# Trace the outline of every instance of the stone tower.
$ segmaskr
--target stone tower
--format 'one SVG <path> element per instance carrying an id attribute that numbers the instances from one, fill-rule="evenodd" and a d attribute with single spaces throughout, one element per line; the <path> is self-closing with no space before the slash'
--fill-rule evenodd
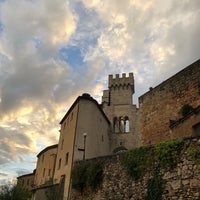
<path id="1" fill-rule="evenodd" d="M 102 107 L 112 124 L 113 153 L 140 144 L 138 109 L 133 105 L 134 77 L 109 75 L 108 90 L 103 91 Z"/>

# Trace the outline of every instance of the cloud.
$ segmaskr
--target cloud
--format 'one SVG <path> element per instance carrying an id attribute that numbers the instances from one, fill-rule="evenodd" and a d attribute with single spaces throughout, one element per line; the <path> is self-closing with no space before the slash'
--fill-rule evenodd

^^^^^^^^^^^^^^^^

• _Short problem_: Copy every line of the records above verbatim, leaving out the pictures.

• _Solution_:
# Trace the outline of every instance of the stone tower.
$ segmaskr
--target stone tower
--format 'one SVG <path> element per instance carrying an id attribute that numbers the instances from one, fill-rule="evenodd" and a d attribute with single spaces throughout, one element per line; the <path> is self-closing with no space before the slash'
--fill-rule evenodd
<path id="1" fill-rule="evenodd" d="M 102 107 L 112 124 L 113 153 L 140 144 L 138 109 L 133 105 L 134 77 L 109 75 L 108 90 L 103 91 Z"/>

# Trace the outline of every instance of the cloud.
$ segmaskr
--target cloud
--format 'one SVG <path> element per instance carrying an id attribute that numbers the instances from one, fill-rule="evenodd" and a d attribute with single spaces throughout, one element per line; the <path> is self-closing with no space before the slash'
--fill-rule evenodd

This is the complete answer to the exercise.